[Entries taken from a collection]

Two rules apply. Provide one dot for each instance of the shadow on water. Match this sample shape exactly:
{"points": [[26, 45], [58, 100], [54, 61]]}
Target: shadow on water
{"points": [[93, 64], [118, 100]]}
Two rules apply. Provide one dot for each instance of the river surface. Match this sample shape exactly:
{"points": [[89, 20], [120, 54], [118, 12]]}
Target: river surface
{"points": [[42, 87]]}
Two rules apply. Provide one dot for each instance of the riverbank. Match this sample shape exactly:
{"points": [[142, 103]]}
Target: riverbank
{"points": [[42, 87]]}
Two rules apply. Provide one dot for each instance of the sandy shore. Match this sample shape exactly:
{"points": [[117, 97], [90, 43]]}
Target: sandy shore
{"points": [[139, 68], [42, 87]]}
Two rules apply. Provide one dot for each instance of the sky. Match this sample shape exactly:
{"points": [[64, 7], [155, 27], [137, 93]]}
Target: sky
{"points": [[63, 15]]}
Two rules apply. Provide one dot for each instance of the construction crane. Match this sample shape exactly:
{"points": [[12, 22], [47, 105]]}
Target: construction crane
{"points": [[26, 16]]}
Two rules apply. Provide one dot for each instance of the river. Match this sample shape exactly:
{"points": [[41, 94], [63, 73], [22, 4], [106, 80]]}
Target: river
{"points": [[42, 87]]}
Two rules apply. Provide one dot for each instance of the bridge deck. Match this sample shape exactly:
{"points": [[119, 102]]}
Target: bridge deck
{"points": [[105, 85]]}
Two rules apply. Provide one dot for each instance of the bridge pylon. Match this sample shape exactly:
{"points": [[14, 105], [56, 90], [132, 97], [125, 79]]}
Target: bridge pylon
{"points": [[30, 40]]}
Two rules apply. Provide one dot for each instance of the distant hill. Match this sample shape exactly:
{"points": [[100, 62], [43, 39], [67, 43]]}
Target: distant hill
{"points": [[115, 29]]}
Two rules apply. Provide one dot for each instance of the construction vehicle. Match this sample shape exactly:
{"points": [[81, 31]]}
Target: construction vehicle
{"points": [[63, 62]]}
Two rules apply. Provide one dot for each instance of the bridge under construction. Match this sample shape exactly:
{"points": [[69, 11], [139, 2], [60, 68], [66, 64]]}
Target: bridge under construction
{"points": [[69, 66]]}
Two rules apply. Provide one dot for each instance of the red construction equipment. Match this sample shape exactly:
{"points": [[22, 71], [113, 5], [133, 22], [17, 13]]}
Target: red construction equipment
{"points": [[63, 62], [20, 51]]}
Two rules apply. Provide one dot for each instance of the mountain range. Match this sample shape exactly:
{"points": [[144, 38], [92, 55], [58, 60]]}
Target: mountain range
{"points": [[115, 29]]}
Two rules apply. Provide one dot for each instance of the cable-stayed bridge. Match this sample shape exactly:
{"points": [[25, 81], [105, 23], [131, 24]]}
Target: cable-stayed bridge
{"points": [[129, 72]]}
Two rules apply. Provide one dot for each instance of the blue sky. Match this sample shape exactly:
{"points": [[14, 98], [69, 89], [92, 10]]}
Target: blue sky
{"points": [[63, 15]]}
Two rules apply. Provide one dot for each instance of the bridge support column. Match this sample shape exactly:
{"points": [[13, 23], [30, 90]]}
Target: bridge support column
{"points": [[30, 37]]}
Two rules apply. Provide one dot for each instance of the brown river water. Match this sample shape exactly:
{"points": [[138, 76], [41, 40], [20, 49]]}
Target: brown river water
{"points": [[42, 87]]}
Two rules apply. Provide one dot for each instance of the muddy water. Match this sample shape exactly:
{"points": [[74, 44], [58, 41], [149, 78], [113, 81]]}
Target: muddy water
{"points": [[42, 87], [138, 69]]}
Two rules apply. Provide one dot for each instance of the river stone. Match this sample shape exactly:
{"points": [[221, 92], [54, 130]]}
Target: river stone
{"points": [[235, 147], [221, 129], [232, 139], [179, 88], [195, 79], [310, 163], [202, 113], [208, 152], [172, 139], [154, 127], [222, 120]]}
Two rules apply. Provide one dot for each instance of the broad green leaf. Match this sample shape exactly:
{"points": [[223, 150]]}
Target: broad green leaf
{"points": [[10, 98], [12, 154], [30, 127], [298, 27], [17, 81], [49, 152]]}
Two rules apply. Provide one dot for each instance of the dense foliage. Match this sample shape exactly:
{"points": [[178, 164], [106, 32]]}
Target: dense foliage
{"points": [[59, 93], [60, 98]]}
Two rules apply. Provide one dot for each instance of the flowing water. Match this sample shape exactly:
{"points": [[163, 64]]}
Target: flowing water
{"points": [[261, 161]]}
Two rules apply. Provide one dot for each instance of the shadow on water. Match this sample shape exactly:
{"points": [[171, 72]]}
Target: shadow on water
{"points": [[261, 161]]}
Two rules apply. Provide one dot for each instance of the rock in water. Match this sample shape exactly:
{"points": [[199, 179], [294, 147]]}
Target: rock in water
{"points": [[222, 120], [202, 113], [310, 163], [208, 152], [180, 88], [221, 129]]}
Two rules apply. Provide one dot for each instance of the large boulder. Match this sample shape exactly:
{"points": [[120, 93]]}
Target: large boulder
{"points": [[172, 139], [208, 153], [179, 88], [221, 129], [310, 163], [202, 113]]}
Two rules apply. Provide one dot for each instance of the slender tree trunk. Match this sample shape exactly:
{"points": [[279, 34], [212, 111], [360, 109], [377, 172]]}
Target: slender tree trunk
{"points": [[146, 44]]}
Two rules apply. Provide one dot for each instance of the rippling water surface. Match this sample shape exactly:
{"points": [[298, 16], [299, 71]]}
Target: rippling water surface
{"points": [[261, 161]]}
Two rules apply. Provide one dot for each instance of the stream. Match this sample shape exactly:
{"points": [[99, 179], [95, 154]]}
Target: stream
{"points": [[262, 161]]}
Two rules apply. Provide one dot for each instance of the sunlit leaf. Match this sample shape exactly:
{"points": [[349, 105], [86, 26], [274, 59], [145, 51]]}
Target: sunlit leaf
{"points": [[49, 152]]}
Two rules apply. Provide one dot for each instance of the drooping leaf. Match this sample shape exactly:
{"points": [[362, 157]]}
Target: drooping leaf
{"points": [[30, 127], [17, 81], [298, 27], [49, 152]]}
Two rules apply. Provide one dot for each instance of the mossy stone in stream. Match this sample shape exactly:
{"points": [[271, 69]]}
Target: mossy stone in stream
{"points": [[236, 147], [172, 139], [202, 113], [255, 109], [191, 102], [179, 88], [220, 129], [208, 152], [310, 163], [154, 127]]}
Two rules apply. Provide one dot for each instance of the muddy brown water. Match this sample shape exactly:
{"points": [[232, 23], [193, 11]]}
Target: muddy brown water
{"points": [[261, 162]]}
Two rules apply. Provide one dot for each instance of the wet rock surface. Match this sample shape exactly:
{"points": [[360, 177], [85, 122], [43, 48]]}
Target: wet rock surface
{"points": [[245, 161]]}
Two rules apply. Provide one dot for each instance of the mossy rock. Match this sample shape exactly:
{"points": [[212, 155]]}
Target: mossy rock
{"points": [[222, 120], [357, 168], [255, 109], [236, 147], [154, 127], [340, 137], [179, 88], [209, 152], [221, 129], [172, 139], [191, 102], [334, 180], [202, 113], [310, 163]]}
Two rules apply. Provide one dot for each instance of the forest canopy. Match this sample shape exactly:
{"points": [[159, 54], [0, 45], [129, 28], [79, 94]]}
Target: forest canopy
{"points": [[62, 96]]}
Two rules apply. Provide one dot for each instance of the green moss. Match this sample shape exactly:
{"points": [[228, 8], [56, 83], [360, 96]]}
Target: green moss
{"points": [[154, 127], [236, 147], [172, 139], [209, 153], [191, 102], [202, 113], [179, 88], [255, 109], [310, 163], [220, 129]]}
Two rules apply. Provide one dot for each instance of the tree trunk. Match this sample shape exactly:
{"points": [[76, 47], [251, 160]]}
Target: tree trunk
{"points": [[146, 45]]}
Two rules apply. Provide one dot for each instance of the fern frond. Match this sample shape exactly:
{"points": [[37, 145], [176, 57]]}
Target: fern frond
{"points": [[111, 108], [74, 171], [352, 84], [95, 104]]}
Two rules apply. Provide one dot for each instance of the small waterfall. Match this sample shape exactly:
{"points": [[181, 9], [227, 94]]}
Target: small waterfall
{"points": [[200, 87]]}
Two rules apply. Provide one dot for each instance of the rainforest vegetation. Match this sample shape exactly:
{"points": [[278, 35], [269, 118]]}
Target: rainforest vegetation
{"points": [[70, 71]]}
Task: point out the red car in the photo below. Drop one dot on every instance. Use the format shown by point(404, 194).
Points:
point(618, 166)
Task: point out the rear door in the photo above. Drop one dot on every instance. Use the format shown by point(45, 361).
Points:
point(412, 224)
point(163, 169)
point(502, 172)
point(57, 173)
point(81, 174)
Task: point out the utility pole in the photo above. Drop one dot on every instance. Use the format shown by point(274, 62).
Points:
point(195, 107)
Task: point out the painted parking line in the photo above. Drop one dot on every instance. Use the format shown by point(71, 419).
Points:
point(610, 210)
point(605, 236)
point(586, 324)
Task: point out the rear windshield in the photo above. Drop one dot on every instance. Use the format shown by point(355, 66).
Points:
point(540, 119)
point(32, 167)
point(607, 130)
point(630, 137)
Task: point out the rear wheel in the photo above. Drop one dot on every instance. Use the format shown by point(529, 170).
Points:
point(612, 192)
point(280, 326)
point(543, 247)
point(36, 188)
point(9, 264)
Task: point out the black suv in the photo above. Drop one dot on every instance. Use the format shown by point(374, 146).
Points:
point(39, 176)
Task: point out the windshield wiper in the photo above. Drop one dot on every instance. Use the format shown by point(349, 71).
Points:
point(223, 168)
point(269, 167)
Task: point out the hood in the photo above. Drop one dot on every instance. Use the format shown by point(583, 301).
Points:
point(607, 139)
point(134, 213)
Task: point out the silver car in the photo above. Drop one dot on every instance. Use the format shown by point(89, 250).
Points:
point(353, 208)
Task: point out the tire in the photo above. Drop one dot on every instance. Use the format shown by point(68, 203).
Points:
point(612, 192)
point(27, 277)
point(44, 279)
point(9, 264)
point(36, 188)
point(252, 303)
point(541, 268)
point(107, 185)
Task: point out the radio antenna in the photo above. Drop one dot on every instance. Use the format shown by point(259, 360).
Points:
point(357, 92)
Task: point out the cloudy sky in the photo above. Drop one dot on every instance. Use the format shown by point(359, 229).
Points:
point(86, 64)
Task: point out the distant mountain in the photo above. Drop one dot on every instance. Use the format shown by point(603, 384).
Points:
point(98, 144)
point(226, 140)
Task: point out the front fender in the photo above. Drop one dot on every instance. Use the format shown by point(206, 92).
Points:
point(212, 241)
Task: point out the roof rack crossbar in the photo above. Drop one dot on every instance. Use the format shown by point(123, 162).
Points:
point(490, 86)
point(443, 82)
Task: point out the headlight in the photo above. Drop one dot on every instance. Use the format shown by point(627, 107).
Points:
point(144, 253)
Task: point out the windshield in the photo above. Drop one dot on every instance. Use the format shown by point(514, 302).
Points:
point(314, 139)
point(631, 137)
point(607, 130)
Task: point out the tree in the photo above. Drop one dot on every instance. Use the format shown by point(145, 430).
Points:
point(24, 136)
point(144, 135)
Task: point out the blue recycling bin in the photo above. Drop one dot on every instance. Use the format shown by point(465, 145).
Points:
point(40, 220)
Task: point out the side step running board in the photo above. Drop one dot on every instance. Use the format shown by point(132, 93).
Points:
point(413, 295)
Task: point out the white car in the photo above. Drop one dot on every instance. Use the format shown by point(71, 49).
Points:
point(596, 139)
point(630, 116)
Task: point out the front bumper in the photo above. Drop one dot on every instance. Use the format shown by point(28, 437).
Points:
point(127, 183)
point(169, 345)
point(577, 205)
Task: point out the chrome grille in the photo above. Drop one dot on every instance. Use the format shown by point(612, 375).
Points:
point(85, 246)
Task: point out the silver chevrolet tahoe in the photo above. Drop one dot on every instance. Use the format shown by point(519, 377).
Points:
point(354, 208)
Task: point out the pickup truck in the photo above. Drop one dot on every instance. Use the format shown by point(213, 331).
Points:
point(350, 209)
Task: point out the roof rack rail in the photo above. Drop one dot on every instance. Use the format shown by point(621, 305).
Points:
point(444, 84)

Required action:
Copy out, exactly and alone, the lines of the entries above between the ones holding "Task: point out the red" and "Task: point out the painted", inclusive.

Response area:
Task: point out the red car in the photo below. Drop one dot on every instance. Use the format shown by point(404, 194).
Points:
point(618, 166)
Task: point out the rear door in the photo above. Drop one dot on every instance. Use the format shown by point(45, 361).
Points:
point(412, 224)
point(163, 169)
point(502, 172)
point(57, 173)
point(81, 174)
Task: point out the utility pole in the photo above. Drop one dot on every instance. Use the format shown by point(274, 62).
Points:
point(195, 107)
Task: point out the painted parking line in the photo above. Drop one dot on every instance. Use the format shown by point(71, 419).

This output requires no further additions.